Consciousness - further reading

This page lists books related to the article What is Consciousness?
There are a huge number of books related to consciousness, and so this page will only be able to look at a small area of the subject. Thus I'll restrict myself to books aimed at the popular science market, and mostly to books dealing with the philosophical questions discussed in the article, although the penultimate paragraph will look at some less philosophical books. Also, I'll not mention all the relevant books by a particular author. If you're looking for more, then there's a large bibliography on David Chalmer's website.

Physicalism vs Dualism

Despite the majority of people having what amounts to a dualistic point of view, Cartesian Dualism has been out of favour in academic circles for some time. This seems to mean that those defending a dualistic type of theory often invent a new name for it which tends to make an already difficult subject even more confusing.

Gilbert Ryle's 1949 book The concept of mind was highly influential. In this dualism is ridiculed as proposing a 'Ghost in the machine' . Note that Arthur Koestler's 1967 book The ghost in the machine is not specifically a reply to Ryle's comment, although it does have some chapters on the workings of the brain. However, this now looks rather dated, as does the the second part of The self and its brain by Popper and Eccles. The first part of this work is a philosophical defense of Dualism, but it chooses parallelism as its main opponent - rather a strawman in my point of view.

One of the strongest defenders of physicalism in recent decades has been Daniel Dennett. He has written many books for instance Consciousness explained, which go over the arguments in great detail, but as a result tend to be rather long. Dennett's most recent book Freedom Evolves is an explanation of how free will is compatible with physicalism. Naturally there are those who argue against Dennett's ideas, for instance John Searle in Minds, brains and science. However, Searle doesnt really fit into my classification of the four possible philosophies. A recent book with a dualist slant is A place for consciousness by Gregg Rosenberg

Other views

Parallelism seems to be a popular point of view, but most supporters don't seem to see the formidable objections. One person who does try to answer them is David Chalmers in The conscious mind. Support for mentalism is rather thin on the ground. Understanding consciousness by Mark Velmans starts of with a mentalistic viewpoint, but midway through it seems to switch to parallelism.

Since the early days of quantum theory there has been speculation that it is linked to consciousness in some way. Some accounts of this are highly mystical, but others have tried to make a reasonable argument, such as Roger Penrose in The Emperors New Mind.

## Required actions
[1] Reproduce the part of the consciousness reading list between "There are a" and "David Chalmer's website.", inclusive.
[2] Translate this sentence from the consciousness reading list into Spanish: "One of the strongest defenders of physicalism in recent decades has been Daniel Dennett."

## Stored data
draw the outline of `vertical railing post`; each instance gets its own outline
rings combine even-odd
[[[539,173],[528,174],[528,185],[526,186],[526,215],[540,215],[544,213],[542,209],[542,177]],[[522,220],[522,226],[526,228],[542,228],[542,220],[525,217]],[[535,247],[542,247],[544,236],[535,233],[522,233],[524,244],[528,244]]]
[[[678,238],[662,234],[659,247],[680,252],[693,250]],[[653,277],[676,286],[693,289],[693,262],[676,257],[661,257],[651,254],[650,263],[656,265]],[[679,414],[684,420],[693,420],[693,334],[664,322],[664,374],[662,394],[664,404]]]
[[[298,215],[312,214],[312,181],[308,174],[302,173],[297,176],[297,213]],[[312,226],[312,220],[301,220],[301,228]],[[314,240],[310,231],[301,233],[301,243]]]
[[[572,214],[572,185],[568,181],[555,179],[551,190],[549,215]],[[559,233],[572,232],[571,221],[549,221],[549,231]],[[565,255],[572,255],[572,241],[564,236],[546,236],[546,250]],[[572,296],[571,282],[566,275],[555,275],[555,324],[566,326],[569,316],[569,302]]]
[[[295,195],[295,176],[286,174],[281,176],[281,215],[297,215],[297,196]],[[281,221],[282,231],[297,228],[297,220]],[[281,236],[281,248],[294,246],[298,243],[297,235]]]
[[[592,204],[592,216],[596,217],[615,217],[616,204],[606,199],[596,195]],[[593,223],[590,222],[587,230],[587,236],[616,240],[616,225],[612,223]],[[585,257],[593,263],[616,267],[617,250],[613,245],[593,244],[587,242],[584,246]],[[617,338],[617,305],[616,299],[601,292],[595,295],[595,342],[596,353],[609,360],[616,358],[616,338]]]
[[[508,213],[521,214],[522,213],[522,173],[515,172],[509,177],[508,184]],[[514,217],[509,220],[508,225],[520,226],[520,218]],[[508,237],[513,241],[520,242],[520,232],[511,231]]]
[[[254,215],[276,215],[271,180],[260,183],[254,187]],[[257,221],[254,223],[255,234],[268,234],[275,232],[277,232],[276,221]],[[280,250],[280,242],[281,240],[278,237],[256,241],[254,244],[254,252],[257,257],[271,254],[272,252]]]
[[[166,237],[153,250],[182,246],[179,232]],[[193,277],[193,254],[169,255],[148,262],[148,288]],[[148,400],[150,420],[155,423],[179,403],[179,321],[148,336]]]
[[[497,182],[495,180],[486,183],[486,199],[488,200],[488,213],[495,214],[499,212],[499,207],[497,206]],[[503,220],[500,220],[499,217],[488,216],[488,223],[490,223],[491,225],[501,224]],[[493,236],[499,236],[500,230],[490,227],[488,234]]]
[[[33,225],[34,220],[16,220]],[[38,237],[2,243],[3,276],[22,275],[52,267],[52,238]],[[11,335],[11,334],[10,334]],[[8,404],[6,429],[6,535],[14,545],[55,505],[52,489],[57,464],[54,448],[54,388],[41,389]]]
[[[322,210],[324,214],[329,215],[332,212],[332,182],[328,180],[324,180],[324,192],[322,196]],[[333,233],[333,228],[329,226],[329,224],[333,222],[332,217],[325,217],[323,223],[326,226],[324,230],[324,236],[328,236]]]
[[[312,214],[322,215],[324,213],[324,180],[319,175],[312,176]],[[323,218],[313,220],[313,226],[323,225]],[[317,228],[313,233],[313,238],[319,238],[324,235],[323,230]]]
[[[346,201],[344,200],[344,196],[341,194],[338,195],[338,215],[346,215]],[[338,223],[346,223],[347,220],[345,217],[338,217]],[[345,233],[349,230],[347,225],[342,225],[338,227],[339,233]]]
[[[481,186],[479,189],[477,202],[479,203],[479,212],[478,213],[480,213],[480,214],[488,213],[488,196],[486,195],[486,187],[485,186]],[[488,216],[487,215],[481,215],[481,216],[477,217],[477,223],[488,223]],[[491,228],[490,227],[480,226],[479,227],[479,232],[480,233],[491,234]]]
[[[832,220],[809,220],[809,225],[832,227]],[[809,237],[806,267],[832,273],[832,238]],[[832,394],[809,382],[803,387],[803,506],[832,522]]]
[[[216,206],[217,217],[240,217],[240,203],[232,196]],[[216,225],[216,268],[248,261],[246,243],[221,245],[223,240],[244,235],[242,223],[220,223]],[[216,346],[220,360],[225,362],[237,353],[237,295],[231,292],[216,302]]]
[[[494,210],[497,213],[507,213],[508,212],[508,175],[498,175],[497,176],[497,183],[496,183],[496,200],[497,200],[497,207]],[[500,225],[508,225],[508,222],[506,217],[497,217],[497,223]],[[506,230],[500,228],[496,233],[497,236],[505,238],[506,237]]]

## Solutions to the tasks
[1]
There are a huge number of books related to consciousness, and so this page will only be able to look at a small area of the subject. Thus I'll restrict myself to books aimed at the popular science market, and mostly to books dealing with the philosophical questions discussed in the article, although the penultimate paragraph will look at some less philosophical books. Also, I'll not mention all the relevant books by a particular author. If you're looking for more, then there's a large bibliography on David Chalmer's website.

[2] Uno de los defensores más firmes del fisicalismo en las últimas décadas ha sido Daniel Dennett.